#### [Exercise tasks]
1. List the disk image formats that the resize preallocation notes name as needing their own data-region preallocation pass.
2. According to the resize preallocation notes, what does qemu do when a shrink is combined with a preallocation mode?

#### [Passage provided]
• • • •
For phase 9, when the user passes --preallocation=metadata:

  • raw: rejected with "--preallocation=metadata is not supported for raw" (no metadata to populate).
  • non-raw: routed through to the guest; the planner returns PreallocationUnsupported; the host maps this to "preallocation mode not supported by this format" via the existing map_resize_error. Matches the post-phase-2c behaviour.

Shrink + preallocation rejection

falloc / full only make sense when growing. Phase 9 rejects them up-front for shrink:

resize: --preallocation=falloc is meaningless when shrinking

(qemu's behaviour: it accepts the combination silently and performs the shrink without preallocating; matching qemu would mean silently ignoring the flag. We reject explicitly for clarity. Documented in docs/quirks.md as a deliberate divergence.)

Sparse-format data-region preallocation: deferred

As noted in the mission, phase 9 does not match qemu's behaviour of preallocating the entire data-region span for sparse formats. The Future-work entry will land per-format data-region preallocation passes (qcow2: walk every L1 entry, allocate L2 tables and data clusters; vhdx: write every BAT entry's data block; vmdk: walk every GD entry; vhd: walk every BAT entry). Each format's pass is comparable in complexity to a half-create operation.

Test surface

Unit tests live alongside the existing parse_* tests in resize_size_parser_tests:

  • apply_preallocation no-ops for mode="off" and len=0.
  • apply_preallocation falloc-mode allocates the requested range (verified via stat -c %b block count).
  • apply_preallocation full-mode zeros the range (verified by reading back and asserting all-zero).
  • apply_preallocation full-mode's write-loop fallback triggers when FALLOC_FL_ZERO_RANGE returns EOPNOTSUPP (mocked via a test wrapper that intercepts fallocate).

The fallback-path test is the trickiest. The current code calls libc::fallocate directly, with no abstraction layer to mock. Options:

  1. Add a fill_zeros_with_fallback variant that takes a closure for the fallocate call, so tests can inject a no-op closure that returns EOPNOTSUPP.
• • • •
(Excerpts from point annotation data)
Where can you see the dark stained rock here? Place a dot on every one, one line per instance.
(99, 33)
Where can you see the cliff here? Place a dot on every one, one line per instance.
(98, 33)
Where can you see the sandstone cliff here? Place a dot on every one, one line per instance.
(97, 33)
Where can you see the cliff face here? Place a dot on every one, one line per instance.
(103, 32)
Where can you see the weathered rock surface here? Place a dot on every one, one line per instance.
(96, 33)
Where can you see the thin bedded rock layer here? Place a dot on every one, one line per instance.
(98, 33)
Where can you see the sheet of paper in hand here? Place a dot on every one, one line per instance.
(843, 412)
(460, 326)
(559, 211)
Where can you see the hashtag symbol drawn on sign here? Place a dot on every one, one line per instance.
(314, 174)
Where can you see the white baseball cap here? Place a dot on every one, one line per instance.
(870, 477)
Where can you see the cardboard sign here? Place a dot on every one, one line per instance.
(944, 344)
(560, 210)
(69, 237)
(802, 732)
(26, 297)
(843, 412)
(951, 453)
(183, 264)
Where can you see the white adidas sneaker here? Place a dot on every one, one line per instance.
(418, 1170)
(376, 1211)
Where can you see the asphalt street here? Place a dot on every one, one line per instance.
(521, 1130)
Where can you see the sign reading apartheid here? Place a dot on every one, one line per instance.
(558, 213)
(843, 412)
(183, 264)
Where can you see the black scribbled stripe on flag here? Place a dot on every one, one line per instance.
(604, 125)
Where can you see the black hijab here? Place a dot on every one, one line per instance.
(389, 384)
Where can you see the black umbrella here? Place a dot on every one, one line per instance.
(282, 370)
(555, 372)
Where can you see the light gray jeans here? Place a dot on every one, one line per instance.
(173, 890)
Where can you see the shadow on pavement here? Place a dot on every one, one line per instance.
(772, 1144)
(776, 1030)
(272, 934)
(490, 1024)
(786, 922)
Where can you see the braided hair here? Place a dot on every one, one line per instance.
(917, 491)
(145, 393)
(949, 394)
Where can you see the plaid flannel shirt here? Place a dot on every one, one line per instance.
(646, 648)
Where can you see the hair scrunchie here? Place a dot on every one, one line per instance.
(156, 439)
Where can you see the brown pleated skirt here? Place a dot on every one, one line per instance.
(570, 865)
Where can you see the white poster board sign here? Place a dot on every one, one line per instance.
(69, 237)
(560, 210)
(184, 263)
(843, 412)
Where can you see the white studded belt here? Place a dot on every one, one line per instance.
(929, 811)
• • • •
#### [Answers for this exercise]
1. qcow2, vhdx, vmdk, vhd

2. It accepts the combination silently and performs the shrink without preallocating.